### Data listing
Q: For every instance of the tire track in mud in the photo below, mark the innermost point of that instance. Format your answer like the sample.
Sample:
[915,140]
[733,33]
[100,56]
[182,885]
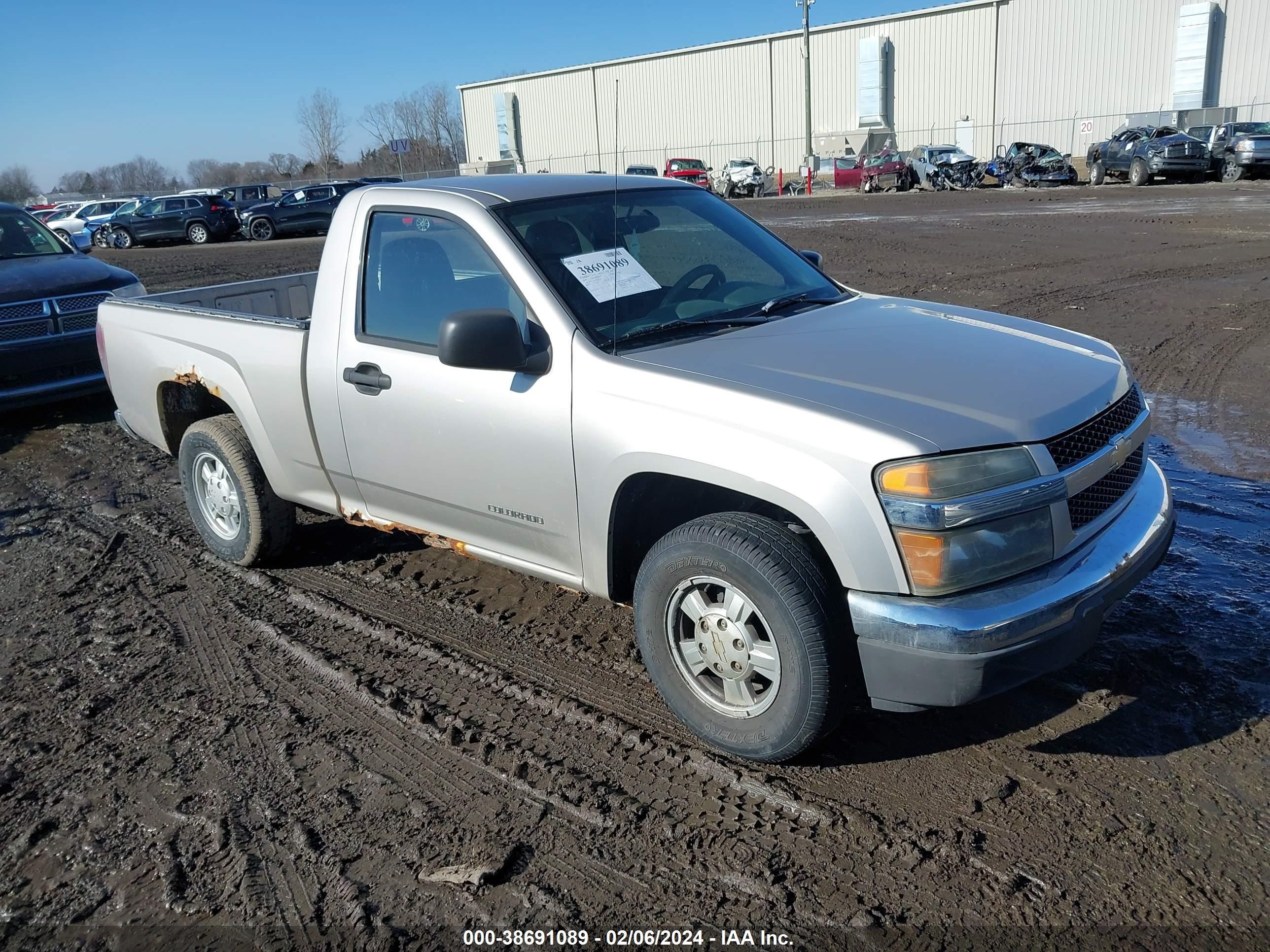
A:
[863,838]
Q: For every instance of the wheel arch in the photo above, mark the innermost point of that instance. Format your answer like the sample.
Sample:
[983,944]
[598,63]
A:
[652,499]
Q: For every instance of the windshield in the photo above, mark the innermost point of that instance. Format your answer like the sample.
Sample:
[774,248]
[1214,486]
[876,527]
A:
[682,256]
[22,237]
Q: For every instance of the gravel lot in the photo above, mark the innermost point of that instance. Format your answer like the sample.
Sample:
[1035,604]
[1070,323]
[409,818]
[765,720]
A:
[379,746]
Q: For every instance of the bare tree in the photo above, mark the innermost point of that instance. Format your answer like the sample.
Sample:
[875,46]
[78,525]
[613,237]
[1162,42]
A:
[285,164]
[17,186]
[323,129]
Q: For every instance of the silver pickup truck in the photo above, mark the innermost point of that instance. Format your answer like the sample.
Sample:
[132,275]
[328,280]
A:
[633,389]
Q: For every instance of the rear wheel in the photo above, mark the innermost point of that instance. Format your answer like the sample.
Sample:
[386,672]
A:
[261,229]
[235,510]
[743,633]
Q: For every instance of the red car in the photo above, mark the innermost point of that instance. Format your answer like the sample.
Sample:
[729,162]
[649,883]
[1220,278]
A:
[847,172]
[689,170]
[885,172]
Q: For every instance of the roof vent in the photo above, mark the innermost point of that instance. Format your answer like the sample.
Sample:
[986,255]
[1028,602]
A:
[872,93]
[1192,54]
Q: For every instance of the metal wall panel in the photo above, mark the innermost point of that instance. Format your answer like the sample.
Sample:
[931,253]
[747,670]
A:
[1058,71]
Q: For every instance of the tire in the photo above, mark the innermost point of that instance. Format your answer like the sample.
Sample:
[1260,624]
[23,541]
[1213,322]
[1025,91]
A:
[235,510]
[261,230]
[795,615]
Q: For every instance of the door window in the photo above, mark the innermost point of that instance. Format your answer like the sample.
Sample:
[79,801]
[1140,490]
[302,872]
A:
[420,270]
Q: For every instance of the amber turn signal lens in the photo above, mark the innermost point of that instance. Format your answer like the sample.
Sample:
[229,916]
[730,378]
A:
[912,480]
[924,555]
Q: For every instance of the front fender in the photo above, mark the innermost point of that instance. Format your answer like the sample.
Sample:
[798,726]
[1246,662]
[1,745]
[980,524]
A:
[632,419]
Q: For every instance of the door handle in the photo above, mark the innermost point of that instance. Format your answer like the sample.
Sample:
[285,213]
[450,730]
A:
[367,378]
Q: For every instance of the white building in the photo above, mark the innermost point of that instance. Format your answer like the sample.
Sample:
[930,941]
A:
[977,73]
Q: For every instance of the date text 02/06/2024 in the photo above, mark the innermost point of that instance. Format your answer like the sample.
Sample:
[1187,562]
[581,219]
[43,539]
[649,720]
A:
[630,938]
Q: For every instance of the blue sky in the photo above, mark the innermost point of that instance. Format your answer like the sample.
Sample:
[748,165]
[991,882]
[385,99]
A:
[191,80]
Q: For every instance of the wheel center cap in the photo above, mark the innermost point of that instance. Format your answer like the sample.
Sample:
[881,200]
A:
[724,646]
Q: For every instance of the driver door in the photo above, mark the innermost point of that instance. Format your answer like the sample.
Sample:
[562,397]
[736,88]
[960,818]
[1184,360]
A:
[145,220]
[479,456]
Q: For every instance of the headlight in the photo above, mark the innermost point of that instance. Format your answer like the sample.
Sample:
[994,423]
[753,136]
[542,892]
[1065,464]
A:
[135,290]
[945,561]
[951,476]
[969,518]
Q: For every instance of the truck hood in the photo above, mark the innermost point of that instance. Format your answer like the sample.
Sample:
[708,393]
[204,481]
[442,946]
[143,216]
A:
[47,276]
[953,376]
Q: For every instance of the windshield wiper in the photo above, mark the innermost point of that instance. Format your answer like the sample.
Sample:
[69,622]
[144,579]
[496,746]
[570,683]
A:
[781,301]
[689,324]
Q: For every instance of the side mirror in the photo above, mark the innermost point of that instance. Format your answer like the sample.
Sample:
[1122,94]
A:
[488,340]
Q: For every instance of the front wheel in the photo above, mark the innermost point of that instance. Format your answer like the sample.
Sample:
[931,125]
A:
[743,633]
[235,510]
[261,230]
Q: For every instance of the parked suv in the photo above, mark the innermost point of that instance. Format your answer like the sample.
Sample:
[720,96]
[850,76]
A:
[304,211]
[248,196]
[1146,151]
[1237,149]
[195,219]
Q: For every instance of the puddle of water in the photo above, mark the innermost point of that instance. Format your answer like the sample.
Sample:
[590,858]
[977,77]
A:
[1200,624]
[1188,424]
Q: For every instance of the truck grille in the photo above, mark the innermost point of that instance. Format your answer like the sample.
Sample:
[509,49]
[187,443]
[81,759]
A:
[22,331]
[1090,503]
[1090,437]
[27,309]
[71,314]
[80,303]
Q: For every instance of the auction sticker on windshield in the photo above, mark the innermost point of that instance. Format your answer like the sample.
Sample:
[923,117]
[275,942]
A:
[610,273]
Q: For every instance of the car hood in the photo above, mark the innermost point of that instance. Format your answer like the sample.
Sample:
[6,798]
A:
[46,276]
[953,376]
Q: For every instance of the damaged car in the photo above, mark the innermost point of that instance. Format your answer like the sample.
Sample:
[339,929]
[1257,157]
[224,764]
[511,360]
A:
[744,178]
[1032,166]
[885,172]
[1143,153]
[944,168]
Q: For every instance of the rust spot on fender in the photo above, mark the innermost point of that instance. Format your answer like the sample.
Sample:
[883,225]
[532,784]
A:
[354,517]
[193,377]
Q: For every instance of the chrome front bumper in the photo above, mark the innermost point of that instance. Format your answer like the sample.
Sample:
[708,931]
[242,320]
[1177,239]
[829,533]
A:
[955,649]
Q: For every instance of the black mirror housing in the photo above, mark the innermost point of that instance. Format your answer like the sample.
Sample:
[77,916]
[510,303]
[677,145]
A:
[488,340]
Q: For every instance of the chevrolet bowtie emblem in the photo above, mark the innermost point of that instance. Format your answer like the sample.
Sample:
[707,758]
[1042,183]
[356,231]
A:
[1119,452]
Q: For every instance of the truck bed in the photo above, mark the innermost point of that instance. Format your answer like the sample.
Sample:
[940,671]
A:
[242,344]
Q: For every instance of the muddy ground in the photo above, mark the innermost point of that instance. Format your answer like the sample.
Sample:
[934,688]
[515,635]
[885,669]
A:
[375,746]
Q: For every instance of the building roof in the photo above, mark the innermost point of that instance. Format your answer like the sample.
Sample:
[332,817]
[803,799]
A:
[495,190]
[741,41]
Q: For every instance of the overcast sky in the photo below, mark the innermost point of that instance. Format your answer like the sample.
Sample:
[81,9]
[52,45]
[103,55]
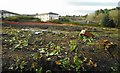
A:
[62,7]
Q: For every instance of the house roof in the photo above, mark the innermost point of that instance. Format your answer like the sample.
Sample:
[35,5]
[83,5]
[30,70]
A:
[4,11]
[49,13]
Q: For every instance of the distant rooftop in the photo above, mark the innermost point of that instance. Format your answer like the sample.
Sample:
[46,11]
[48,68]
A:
[49,13]
[4,11]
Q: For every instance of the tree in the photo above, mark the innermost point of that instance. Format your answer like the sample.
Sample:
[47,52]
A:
[107,22]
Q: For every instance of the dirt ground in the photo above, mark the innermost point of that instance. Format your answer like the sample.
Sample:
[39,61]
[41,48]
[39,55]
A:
[39,36]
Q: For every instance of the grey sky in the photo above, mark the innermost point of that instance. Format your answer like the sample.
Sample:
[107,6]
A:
[62,7]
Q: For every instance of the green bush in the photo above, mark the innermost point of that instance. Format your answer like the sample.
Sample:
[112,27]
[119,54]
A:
[21,18]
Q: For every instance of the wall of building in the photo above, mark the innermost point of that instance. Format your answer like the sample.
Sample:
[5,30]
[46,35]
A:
[47,17]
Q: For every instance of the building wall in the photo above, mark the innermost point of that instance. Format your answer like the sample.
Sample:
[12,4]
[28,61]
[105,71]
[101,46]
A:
[47,17]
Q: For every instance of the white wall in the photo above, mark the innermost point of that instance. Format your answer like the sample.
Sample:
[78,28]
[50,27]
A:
[47,17]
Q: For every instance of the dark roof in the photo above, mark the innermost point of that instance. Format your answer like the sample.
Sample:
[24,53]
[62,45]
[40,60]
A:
[4,11]
[49,13]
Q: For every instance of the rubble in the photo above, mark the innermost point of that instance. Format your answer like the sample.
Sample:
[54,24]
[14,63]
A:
[86,33]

### Activity
Count the lines in the records above that contain the word "mirror", and give only that number.

### Finished exercise
2